## [THE PROBLEM]
The data below needs to be returned exactly, line for line.

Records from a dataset
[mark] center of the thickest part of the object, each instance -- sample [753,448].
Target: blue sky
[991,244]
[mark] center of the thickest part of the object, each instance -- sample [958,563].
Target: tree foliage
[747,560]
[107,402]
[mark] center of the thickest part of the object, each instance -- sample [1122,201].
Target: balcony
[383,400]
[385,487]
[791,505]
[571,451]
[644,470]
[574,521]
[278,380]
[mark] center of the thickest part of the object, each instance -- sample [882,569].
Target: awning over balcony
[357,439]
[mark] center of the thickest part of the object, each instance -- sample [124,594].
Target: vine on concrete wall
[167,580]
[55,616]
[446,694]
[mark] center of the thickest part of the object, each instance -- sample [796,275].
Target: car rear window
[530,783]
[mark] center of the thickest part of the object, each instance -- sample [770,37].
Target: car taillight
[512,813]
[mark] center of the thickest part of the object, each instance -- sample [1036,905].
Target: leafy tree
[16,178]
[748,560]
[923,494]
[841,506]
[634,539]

## [SOLUTION BELOW]
[mark] center of the thickest part of the object, each instance -- sample [753,448].
Target: blue sky
[991,244]
[mark] center of the thickest part of the object, each instance -- sample [958,563].
Target: tree foliage
[747,560]
[107,402]
[mark] center of the thickest part of the object, each instance -- sample [1122,201].
Target: balcony
[383,400]
[385,487]
[791,505]
[571,451]
[644,470]
[574,521]
[278,380]
[mark] center of the thickest part of the object, each instance -- sample [882,569].
Target: awning over balcony
[357,439]
[mark] center of the thickest part of the object, each instance -- sample [124,594].
Target: vine on concrete wall
[167,580]
[55,616]
[446,694]
[mark] center of the thickest part of the object, each instance -- sample [796,275].
Target: car rear window
[530,783]
[mark] center of the thickest part of the object, each instance -- sample [770,37].
Target: car taillight
[512,813]
[mark] center of the thickest part of the object, each instance -- sample [1036,905].
Target: leafy tree
[16,178]
[748,560]
[923,494]
[841,506]
[634,539]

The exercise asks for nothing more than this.